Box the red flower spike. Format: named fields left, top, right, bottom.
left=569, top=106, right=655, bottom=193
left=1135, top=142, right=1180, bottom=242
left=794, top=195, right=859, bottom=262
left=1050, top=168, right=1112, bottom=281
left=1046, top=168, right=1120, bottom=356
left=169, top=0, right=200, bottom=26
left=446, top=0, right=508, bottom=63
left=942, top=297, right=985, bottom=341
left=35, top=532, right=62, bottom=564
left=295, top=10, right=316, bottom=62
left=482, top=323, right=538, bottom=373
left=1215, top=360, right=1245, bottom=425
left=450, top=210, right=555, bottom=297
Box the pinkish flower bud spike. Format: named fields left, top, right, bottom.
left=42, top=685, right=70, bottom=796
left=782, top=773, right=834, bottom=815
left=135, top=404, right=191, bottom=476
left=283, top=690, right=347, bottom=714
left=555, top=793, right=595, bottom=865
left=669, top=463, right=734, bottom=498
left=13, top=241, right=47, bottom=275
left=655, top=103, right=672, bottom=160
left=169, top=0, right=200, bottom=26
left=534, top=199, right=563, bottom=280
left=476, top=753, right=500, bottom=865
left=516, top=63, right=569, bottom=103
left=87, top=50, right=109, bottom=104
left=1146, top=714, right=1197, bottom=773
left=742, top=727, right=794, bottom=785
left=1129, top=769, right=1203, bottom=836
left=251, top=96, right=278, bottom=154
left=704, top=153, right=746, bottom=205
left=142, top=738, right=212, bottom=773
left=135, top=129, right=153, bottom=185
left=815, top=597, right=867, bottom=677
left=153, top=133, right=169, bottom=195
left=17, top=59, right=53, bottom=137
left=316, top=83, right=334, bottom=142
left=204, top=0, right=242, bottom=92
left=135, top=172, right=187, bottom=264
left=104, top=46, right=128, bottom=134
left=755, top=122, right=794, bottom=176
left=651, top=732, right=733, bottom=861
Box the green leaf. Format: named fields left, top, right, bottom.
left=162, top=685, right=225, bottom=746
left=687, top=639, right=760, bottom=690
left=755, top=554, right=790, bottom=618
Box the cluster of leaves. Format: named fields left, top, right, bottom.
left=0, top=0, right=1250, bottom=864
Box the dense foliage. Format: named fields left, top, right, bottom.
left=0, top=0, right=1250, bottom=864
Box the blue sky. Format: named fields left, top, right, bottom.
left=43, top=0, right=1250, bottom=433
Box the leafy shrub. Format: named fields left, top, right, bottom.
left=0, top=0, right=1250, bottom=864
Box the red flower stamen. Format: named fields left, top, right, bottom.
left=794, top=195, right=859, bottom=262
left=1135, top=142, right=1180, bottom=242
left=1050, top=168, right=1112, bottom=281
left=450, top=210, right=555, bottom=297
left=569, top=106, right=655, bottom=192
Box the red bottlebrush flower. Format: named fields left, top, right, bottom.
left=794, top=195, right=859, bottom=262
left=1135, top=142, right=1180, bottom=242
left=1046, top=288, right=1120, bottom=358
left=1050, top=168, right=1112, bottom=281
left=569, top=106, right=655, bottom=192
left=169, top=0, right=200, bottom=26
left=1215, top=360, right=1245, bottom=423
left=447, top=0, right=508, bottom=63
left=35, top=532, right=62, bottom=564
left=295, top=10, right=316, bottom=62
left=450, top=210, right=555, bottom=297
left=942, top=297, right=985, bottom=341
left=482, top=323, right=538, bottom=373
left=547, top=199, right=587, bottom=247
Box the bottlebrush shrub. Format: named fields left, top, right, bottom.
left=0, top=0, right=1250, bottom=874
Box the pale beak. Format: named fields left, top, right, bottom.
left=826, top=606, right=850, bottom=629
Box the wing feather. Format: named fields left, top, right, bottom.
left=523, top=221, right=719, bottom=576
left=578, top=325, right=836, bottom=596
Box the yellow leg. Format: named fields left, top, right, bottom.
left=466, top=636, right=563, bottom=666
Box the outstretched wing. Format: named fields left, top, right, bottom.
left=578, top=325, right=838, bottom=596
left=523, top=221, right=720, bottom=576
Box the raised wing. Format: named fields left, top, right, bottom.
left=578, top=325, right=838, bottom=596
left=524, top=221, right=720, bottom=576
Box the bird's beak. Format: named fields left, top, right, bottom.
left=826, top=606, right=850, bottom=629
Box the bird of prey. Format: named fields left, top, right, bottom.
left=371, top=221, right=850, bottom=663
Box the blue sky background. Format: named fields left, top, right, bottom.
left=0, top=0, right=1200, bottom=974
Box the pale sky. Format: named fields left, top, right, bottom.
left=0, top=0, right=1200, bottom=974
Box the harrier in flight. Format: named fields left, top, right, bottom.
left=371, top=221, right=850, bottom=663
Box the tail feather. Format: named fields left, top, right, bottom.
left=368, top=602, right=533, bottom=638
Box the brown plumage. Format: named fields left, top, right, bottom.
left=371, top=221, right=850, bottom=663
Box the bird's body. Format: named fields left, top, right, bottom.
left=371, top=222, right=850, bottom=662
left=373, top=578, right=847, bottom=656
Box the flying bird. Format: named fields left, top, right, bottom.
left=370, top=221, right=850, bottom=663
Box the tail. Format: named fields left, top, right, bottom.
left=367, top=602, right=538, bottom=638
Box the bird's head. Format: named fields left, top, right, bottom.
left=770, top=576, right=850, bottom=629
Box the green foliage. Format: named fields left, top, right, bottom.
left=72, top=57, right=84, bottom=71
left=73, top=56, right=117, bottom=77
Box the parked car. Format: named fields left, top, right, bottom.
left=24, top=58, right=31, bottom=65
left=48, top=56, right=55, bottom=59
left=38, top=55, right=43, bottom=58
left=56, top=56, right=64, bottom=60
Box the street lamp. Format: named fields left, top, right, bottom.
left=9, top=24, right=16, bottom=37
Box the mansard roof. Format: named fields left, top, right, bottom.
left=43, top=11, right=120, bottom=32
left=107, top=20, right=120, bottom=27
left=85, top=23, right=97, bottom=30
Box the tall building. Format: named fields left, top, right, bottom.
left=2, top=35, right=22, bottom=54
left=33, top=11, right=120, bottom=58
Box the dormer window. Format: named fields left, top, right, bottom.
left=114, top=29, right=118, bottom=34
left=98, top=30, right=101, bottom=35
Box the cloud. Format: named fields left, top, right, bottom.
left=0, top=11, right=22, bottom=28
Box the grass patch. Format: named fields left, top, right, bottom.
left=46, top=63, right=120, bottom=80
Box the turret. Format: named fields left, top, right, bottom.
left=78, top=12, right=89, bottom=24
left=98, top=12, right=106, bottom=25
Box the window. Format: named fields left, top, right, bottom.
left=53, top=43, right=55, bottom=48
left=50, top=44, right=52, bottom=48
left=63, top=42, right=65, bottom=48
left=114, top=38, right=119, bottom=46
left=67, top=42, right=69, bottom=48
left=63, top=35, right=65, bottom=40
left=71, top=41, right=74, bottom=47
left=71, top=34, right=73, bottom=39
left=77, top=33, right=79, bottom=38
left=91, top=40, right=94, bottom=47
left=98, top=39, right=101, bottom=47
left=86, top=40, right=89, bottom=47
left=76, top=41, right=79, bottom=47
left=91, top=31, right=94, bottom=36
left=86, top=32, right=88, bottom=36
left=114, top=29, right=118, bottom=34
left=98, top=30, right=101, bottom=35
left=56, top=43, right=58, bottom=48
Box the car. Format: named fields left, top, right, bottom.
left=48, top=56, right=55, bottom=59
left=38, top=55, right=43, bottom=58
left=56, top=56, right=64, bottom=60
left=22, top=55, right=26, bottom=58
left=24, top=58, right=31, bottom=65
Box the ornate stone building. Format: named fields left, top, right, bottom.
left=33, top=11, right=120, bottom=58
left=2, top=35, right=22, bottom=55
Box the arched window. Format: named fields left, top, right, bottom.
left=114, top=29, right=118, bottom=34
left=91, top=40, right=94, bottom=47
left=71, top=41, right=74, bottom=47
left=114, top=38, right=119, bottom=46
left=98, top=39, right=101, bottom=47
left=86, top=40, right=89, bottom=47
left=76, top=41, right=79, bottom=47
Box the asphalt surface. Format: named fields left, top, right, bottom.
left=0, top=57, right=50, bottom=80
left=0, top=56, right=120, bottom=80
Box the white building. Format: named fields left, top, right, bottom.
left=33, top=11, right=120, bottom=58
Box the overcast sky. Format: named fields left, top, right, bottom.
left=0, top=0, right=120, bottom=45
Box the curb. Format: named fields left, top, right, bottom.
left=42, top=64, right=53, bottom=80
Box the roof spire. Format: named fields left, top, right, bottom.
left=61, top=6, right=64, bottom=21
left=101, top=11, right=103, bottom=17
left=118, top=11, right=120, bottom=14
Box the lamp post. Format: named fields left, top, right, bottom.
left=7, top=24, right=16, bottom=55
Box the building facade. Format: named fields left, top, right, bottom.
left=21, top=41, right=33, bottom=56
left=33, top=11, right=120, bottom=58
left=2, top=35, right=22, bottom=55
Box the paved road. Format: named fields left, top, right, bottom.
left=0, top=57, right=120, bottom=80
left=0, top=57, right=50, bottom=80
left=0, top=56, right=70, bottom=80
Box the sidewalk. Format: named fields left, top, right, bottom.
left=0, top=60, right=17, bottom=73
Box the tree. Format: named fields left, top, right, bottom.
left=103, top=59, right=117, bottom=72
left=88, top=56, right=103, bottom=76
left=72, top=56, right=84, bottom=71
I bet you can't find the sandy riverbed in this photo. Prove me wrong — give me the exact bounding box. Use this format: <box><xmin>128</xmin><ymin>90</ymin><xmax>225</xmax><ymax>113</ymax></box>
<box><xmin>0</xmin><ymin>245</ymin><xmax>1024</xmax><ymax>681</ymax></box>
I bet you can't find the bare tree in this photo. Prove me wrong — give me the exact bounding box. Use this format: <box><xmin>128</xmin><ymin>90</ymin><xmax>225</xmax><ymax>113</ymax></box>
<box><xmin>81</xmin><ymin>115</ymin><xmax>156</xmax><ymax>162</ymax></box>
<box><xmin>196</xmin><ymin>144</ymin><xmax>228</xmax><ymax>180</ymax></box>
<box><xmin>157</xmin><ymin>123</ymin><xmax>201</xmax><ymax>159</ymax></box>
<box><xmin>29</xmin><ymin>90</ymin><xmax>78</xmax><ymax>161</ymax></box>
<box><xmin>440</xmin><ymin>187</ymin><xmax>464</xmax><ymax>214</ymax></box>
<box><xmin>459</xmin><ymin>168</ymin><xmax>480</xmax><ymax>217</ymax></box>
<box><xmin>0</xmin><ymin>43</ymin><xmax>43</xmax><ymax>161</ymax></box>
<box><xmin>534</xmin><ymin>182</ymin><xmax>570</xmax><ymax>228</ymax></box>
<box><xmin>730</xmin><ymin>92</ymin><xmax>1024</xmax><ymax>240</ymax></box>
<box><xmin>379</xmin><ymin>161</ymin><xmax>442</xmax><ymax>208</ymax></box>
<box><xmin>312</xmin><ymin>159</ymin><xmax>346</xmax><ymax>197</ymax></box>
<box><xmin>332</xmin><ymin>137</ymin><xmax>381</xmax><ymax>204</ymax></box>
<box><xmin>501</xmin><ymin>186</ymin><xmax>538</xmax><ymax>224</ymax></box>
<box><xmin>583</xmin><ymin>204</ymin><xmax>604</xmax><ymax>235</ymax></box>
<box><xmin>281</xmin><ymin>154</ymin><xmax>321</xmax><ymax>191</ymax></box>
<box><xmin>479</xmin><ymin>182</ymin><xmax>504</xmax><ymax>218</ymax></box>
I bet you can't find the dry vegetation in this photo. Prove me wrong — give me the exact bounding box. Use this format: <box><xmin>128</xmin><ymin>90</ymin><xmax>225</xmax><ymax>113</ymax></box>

══════════

**Written problem**. Switch "spike" to "stalk" in the records from their first line through the line that contains "left=1215, top=360, right=1245, bottom=425", and give back only those lines, otherwise unchanged.

**Full response**.
Box the red flower stalk. Format: named fields left, top, right, bottom.
left=569, top=106, right=655, bottom=193
left=1135, top=142, right=1180, bottom=242
left=794, top=195, right=859, bottom=262
left=1050, top=168, right=1112, bottom=281
left=1046, top=168, right=1120, bottom=356
left=169, top=0, right=200, bottom=26
left=446, top=0, right=508, bottom=63
left=942, top=297, right=985, bottom=341
left=35, top=532, right=62, bottom=564
left=295, top=10, right=316, bottom=62
left=482, top=323, right=538, bottom=373
left=1215, top=360, right=1245, bottom=425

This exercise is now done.